» **TEXTE SOURCE**:
"""

Cette note (initialement destinée à un candidat à la Présidence de la République) rapproche deux événements :
- le constat, à quelques mois, des élections présidentielles, d’un incroyable Bug démocratique : 10 à 13 millions de Français non ou mal inscrits sur les listes électorales
- la controverse de novembre dernier autour du projet de numérisation de la chaîne de traitement des cartes d’identité (le fichier TES).
Quel que soit le point de vue porté sur le projet de fichier TES, il est permis de s’interroger sur les priorités du Ministère de l’Intérieur.
A l’opposé de l’approche segmentée qui prédomine, une approche globale de l’identité à l’heure du numérique s’impose désormais.
Elle devrait donner lieu à l’ouverture d’un débat public.
10 à 13 millions de Français non ou mal inscrits sur les listes électorales
3,5 millions de Français en droit de voter ne sont inscrits sur aucune liste électorale
- Un tiers des naturalisés ne sont pas inscrits
- Les personnes radiées.

"""

» **CONSIGNES**:
1) Selon le texte source, combien de Français en droit de voter ne sont inscrits sur aucune liste électorale ?
2) Traduisez en anglais cette phrase du texte source : « Quel que soit le point de vue porté sur le projet de fichier TES, il est permis de s’interroger sur les priorités du Ministère de l’Intérieur. »
3) Les affirmations suivantes concordent-elles avec le texte source ? Répondez par oui ou non pour chacune, en citant les mots du texte qui tranchent.
(a) La note était à l'origine destinée à un candidat à la Présidence de la République.
(b) La controverse autour du fichier TES a eu lieu en mars dernier.
(c) La moitié des naturalisés ne sont pas inscrits.
Appuyez-vous uniquement sur le texte source.

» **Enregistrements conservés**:
"""

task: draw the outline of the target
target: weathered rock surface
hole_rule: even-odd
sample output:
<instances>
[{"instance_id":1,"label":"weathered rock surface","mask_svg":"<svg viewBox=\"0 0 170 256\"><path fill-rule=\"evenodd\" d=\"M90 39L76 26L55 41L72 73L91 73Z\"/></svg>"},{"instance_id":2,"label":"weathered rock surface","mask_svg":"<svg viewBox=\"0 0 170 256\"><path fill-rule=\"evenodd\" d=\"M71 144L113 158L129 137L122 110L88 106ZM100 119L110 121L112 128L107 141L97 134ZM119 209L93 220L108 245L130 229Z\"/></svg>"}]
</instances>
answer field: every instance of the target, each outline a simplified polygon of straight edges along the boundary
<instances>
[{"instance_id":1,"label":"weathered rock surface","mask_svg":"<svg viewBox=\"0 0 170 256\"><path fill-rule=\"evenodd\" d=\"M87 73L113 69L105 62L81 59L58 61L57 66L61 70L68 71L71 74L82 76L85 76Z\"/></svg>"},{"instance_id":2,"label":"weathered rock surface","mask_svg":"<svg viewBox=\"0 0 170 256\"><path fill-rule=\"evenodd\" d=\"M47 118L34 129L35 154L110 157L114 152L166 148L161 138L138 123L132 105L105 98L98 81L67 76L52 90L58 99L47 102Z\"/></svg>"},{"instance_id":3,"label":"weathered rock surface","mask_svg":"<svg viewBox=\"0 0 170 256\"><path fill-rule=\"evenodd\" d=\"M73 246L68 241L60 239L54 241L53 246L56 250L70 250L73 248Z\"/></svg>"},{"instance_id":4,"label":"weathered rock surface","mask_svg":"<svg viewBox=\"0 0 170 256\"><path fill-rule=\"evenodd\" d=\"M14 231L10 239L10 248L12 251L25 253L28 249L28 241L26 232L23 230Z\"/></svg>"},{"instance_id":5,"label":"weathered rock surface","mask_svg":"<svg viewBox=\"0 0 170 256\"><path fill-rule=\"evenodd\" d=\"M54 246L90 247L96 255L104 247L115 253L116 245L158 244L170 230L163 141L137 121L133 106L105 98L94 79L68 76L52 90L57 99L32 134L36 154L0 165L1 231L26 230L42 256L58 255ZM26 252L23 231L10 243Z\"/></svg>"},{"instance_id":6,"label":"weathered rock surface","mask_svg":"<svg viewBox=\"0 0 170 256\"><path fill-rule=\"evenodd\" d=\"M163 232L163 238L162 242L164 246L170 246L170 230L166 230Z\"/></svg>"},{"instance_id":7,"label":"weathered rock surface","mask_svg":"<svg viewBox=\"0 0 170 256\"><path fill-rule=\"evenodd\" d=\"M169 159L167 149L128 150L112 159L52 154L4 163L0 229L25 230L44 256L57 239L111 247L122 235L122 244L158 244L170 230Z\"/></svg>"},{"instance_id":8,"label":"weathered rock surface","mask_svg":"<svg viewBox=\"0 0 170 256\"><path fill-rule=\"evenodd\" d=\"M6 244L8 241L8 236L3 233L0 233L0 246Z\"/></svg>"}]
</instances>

"""

» **RÉPONSES**:
1) 3,5 millions.

2) Whatever one's view of the TES file project, it is fair to question the priorities of the Ministry of the Interior.

3)
(a) Oui : « initialement destinée à un candidat à la Présidence de la République ».
(b) Non : « la controverse de novembre dernier ».
(c) Non : « Un tiers des naturalisés ne sont pas inscrits ».